— START OF Dataset content —

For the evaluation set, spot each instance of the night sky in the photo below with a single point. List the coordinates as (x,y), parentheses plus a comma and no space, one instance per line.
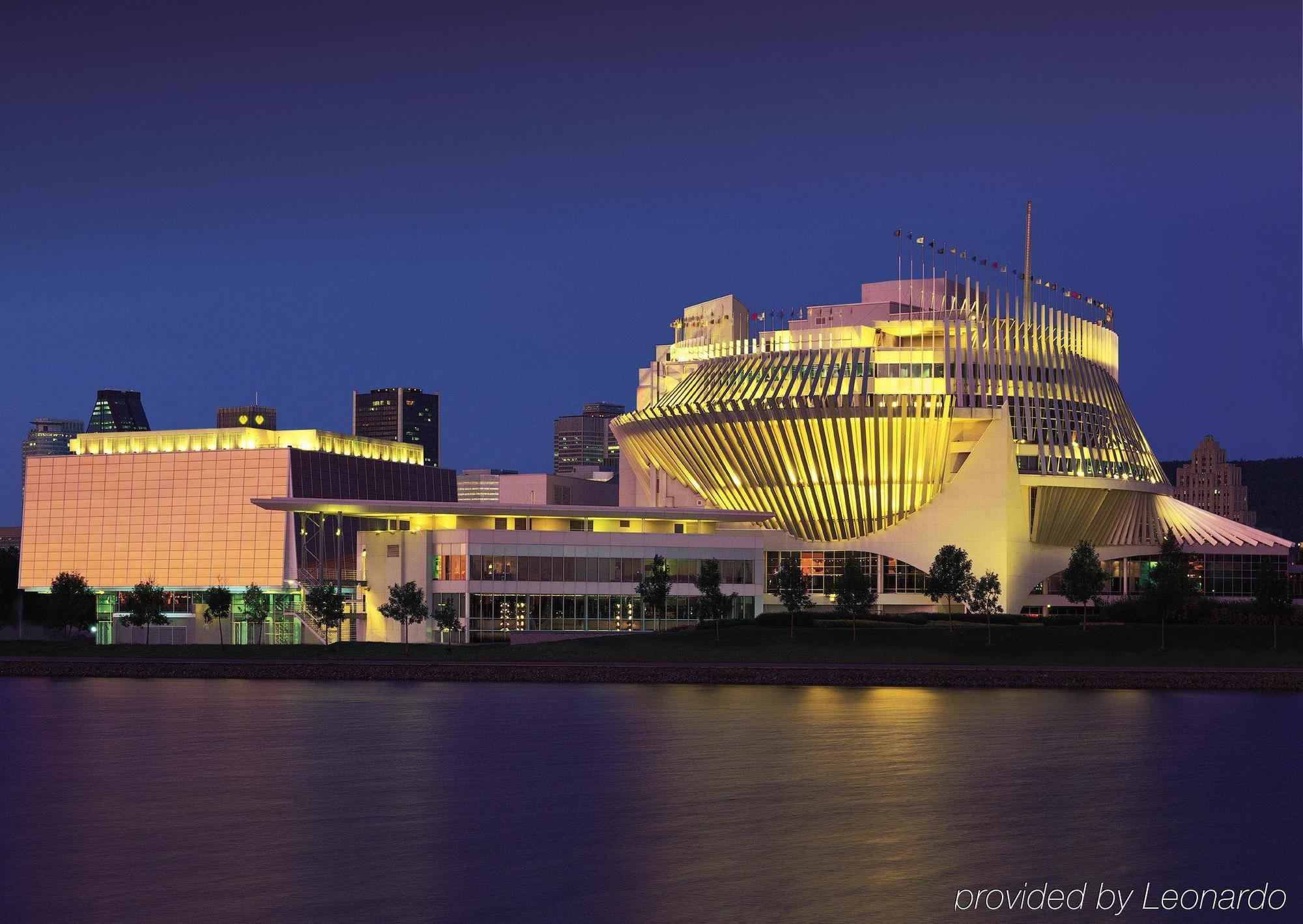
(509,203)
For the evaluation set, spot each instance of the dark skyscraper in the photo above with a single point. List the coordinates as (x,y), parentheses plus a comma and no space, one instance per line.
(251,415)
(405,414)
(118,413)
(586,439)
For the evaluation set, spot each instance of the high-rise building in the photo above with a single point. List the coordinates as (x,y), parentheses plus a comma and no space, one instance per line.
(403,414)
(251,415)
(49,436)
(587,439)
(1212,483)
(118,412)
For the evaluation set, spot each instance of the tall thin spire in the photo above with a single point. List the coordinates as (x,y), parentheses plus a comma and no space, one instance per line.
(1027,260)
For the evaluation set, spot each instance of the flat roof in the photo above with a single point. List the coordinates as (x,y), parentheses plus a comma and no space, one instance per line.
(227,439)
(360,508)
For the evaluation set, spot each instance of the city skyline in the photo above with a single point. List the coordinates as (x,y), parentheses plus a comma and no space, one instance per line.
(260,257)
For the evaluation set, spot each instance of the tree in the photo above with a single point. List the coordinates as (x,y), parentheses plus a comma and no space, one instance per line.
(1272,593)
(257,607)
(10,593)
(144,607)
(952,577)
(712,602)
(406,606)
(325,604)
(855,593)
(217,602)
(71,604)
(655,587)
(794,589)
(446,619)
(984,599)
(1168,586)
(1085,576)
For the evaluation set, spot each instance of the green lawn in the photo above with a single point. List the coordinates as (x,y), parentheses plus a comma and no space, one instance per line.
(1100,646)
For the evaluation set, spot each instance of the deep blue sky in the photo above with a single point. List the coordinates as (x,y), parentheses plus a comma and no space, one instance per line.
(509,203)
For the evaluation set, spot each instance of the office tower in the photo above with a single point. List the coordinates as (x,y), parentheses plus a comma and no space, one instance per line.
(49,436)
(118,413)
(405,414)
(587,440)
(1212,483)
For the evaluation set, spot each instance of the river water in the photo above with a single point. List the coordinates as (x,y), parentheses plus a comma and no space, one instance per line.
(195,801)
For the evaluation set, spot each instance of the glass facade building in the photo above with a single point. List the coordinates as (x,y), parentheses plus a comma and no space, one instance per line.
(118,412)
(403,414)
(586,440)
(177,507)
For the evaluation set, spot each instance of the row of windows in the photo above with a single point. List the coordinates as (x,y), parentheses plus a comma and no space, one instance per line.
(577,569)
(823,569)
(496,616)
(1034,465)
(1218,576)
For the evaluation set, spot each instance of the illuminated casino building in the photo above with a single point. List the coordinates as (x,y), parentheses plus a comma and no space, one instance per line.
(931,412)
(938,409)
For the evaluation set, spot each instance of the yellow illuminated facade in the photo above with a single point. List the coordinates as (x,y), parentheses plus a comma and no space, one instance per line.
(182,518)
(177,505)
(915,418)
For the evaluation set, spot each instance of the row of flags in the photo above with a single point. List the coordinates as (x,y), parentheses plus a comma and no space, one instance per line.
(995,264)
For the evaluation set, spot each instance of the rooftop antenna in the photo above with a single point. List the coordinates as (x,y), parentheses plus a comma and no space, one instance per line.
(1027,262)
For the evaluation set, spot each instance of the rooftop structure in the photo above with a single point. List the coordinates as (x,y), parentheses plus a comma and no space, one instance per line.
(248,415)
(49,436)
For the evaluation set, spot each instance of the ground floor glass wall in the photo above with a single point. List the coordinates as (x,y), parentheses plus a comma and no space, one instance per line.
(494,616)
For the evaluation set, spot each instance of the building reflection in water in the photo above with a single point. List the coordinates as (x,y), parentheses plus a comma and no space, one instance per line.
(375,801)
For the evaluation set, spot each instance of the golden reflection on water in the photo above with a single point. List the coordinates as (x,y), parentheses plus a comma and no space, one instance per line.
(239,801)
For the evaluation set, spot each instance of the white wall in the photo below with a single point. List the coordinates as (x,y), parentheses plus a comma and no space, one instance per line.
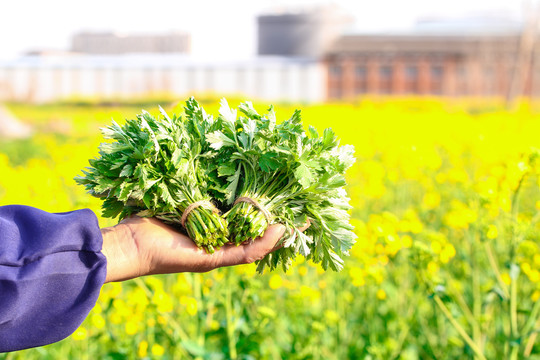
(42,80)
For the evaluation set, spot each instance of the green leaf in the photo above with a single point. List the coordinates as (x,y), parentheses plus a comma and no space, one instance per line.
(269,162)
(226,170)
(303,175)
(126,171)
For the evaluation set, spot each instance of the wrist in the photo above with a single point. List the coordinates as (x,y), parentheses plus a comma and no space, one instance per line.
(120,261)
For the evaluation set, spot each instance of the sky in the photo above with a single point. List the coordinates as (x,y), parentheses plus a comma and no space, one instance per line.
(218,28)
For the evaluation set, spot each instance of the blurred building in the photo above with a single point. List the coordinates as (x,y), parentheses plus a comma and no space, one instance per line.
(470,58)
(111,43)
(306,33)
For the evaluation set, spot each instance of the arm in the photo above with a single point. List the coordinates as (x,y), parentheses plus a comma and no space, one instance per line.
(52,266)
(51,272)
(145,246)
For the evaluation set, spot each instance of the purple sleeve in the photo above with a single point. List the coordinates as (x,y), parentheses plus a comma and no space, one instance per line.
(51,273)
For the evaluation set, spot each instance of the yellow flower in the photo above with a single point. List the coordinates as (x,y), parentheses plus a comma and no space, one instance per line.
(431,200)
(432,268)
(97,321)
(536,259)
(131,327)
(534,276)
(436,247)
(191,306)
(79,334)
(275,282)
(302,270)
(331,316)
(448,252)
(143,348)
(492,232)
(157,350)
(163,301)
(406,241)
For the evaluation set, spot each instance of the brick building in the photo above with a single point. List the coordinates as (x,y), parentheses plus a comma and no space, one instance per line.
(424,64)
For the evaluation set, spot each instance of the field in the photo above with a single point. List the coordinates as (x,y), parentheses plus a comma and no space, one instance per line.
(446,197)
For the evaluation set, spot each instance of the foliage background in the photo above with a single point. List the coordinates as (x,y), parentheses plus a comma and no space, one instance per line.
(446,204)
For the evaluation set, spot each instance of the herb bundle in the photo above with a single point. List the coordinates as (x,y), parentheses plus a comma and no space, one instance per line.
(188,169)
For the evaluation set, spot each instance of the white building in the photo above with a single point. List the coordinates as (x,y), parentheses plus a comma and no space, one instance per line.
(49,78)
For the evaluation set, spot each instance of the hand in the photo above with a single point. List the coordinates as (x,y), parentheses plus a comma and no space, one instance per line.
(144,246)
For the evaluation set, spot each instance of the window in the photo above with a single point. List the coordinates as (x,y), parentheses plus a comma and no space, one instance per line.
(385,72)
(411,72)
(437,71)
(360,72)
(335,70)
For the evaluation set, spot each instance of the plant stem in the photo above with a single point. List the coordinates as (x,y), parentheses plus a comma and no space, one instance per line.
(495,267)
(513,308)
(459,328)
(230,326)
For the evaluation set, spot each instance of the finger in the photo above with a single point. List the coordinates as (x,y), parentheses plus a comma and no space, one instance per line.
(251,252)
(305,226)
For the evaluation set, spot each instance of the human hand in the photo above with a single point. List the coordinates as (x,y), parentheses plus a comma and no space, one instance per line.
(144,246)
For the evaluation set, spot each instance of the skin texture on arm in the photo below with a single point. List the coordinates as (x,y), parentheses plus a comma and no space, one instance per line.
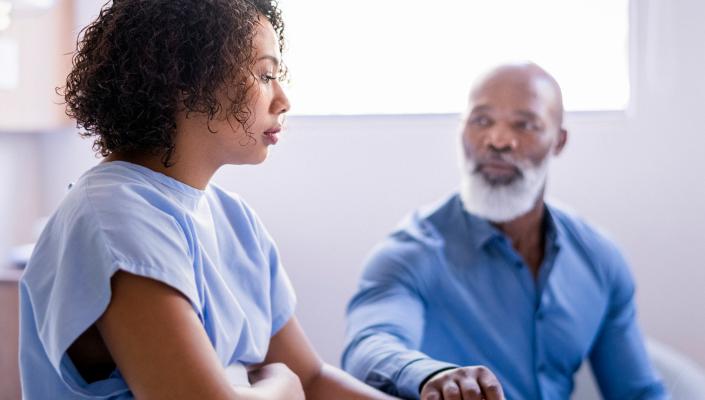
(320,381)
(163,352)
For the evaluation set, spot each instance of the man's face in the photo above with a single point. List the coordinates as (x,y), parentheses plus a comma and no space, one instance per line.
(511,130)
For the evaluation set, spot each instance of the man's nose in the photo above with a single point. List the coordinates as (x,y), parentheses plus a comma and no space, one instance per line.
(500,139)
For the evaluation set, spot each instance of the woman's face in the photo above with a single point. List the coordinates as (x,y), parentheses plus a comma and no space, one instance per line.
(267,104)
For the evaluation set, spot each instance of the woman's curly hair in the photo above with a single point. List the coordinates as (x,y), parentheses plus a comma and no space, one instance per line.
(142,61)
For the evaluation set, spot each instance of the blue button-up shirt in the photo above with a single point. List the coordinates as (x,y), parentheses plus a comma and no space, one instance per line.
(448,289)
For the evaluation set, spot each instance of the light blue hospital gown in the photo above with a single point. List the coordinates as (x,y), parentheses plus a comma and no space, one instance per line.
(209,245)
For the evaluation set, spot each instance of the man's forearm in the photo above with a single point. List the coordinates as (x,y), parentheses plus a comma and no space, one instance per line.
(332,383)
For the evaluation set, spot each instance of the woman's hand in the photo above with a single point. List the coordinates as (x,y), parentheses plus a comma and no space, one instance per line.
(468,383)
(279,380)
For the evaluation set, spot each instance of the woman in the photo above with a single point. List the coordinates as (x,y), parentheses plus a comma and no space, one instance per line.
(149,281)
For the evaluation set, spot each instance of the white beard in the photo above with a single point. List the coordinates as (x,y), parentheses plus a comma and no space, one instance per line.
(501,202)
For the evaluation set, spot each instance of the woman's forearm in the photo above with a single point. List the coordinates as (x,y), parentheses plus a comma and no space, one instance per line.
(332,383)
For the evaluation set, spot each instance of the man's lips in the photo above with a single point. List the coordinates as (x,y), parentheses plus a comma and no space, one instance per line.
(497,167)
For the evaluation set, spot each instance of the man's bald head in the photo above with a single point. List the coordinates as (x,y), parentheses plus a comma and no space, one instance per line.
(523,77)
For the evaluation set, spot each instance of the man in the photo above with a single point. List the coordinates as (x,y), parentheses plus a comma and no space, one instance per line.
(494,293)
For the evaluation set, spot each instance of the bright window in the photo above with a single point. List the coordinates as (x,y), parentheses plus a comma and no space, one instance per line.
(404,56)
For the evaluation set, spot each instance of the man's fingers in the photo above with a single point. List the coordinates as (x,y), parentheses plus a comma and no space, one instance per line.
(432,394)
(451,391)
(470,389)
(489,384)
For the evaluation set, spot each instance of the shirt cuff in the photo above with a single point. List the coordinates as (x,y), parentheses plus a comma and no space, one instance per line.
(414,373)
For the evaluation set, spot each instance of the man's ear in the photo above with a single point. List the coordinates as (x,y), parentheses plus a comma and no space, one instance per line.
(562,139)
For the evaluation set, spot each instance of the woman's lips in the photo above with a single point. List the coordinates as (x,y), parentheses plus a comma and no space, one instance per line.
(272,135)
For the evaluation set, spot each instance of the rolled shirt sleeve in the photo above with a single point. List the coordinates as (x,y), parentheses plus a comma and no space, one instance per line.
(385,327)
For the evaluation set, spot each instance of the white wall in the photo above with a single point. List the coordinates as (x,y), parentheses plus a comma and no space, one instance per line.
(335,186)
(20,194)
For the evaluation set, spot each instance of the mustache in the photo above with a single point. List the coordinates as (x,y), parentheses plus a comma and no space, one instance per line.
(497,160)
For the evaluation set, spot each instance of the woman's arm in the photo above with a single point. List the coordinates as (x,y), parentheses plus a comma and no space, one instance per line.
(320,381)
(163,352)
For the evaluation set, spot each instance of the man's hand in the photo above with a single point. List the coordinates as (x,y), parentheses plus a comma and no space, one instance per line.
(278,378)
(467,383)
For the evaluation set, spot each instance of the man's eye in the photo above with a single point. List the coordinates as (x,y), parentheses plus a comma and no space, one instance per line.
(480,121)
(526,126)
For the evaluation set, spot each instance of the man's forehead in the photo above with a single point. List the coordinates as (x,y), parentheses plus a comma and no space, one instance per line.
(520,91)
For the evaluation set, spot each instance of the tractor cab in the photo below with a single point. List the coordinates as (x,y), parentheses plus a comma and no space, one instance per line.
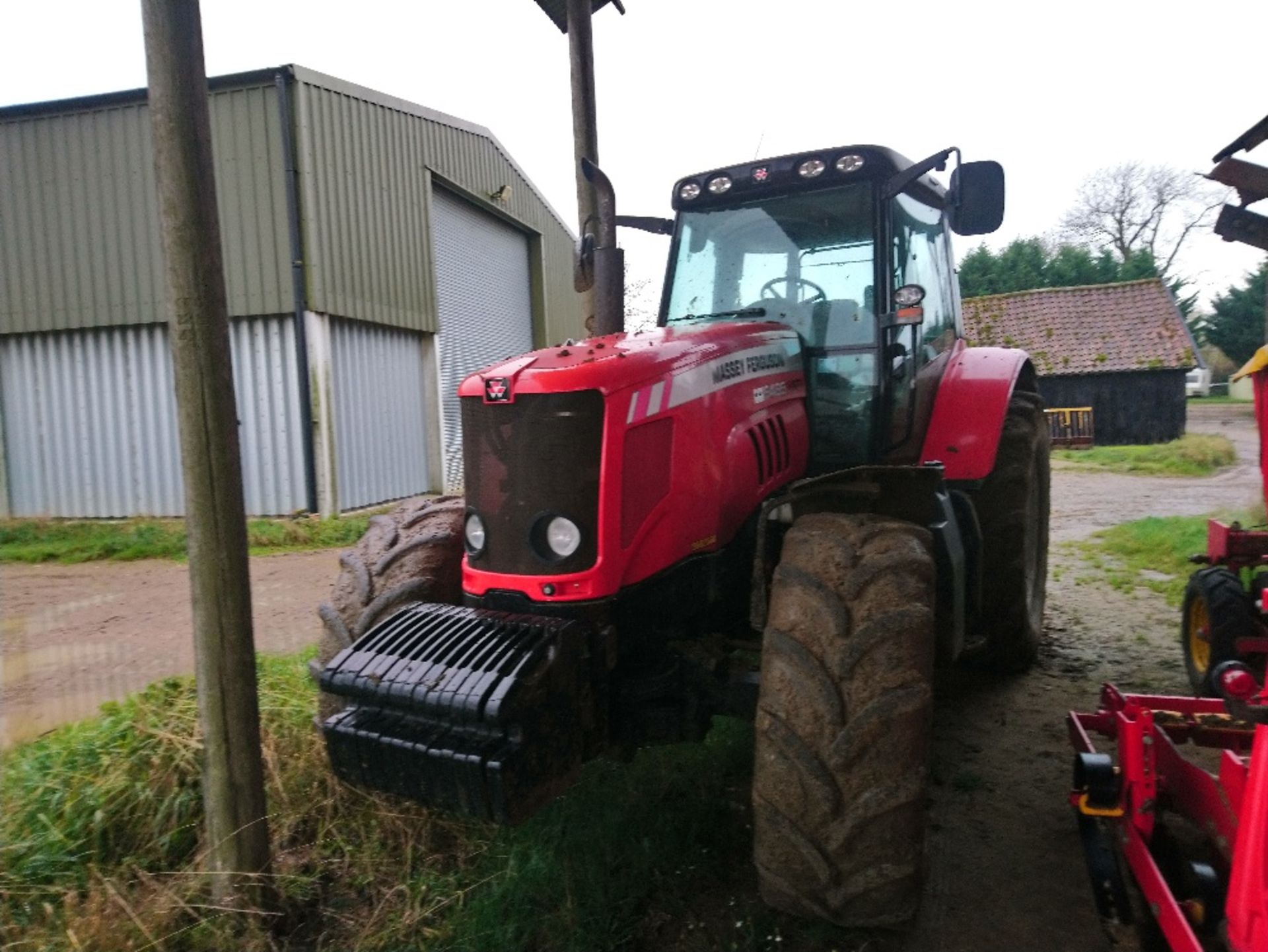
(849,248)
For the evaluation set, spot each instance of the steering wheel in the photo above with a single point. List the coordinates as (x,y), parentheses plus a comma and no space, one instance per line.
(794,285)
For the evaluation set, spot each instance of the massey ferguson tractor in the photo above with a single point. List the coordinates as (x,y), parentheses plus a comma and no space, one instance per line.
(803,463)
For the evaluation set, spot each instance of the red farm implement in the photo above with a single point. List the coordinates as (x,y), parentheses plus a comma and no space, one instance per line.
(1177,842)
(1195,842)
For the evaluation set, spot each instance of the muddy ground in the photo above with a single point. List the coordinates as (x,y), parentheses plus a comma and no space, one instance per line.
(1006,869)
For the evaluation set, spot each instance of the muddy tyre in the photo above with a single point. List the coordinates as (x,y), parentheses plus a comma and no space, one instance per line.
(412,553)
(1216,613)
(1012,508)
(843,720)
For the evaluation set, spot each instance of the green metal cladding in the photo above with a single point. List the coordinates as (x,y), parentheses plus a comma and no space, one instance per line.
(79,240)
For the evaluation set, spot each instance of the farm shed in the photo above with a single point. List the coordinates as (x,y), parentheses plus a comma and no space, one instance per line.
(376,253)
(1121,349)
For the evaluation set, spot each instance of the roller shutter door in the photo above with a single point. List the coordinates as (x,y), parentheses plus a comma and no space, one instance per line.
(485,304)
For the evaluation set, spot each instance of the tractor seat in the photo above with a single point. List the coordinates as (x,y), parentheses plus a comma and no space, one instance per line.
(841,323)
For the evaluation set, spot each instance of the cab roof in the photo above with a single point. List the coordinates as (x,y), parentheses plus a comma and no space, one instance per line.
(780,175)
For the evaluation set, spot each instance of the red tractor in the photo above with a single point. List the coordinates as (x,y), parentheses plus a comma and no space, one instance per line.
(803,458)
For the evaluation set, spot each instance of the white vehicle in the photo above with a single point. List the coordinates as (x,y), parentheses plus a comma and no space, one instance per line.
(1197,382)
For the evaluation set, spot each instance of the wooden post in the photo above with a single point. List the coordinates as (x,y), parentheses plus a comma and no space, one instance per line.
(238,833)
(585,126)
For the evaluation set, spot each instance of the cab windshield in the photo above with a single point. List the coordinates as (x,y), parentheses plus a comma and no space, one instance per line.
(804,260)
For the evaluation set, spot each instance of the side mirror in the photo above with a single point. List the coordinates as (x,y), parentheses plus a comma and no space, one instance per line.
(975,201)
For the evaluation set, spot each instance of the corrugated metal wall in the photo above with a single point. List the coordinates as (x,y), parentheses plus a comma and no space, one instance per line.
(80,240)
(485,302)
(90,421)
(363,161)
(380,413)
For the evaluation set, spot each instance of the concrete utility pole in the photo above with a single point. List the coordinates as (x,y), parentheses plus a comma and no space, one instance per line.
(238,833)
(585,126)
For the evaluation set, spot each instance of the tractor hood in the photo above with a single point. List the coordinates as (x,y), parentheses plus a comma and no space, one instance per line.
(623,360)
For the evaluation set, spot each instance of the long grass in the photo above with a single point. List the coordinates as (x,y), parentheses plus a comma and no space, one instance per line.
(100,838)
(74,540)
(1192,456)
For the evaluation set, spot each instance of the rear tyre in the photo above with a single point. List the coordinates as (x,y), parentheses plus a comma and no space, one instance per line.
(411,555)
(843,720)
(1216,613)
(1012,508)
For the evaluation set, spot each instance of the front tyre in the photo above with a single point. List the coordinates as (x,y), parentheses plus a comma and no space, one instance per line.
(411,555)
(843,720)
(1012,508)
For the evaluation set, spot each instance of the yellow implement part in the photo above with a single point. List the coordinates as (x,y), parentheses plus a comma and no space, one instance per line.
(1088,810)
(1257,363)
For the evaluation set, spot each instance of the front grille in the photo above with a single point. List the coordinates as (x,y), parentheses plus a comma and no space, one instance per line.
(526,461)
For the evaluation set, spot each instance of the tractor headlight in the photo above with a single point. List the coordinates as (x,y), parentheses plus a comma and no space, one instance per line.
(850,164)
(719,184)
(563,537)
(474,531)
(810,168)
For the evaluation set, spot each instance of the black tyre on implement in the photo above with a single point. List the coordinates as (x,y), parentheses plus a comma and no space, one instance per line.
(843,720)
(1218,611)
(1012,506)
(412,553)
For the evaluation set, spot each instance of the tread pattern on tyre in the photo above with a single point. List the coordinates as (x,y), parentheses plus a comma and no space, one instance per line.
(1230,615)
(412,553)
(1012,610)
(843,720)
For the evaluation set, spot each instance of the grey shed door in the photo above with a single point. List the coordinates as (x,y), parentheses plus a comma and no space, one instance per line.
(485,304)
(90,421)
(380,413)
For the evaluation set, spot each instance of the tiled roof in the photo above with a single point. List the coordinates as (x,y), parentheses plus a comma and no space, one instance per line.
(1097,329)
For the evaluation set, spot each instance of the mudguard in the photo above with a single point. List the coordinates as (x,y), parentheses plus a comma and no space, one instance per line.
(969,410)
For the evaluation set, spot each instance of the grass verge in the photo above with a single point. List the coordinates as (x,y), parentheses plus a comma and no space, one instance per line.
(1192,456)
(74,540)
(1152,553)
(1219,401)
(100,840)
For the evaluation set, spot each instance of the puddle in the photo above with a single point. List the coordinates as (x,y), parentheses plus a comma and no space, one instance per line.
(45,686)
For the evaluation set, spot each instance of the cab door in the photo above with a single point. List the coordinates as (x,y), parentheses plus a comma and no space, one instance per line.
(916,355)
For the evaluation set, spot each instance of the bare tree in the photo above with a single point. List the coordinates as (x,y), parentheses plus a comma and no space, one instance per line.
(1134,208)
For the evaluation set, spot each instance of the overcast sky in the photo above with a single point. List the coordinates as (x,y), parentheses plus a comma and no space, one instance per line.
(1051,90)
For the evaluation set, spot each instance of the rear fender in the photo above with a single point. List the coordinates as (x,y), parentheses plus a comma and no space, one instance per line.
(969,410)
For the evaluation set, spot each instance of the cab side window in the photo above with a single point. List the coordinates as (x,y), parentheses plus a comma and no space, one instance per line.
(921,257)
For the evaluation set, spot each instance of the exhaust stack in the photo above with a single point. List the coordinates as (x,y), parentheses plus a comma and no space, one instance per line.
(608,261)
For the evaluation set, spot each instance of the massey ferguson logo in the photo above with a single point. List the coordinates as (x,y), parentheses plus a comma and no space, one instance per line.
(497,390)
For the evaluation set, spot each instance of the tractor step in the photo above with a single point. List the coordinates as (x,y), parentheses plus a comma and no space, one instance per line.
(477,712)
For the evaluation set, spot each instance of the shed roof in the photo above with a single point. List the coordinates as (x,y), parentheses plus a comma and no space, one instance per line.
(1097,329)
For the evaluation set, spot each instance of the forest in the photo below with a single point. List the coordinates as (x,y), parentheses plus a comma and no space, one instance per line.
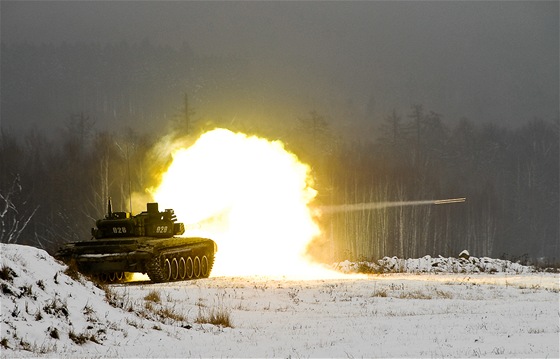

— END OF Dataset content —

• Stated task
Repeat only the lines from the line with "massey ferguson logo" to the end of the entries, including both the first and the last line, and drop every picture.

• Reply
For the evaluation set, spot each instance of the massey ferguson logo in the photo above with a single point. List the coordinates as (x,y), parentheses plus a comma and no space, one instance per line.
(497,390)
For the evaluation set, spot each instance of the tractor step in the photo above with a single point. List the coordinates as (x,y), parentheses plus a comma and no space, one instance per line.
(477,712)
For the evaluation set, spot each instance of the shed roof in the photo above with a single point. List the coordinates as (x,y), parentheses plus a comma and no space, one instance per line.
(1097,329)
For the evaluation set, spot each instance of the forest in the photo below with a single point. List the coordinates as (x,y), parentheses plus a comma and no space, one instance per line.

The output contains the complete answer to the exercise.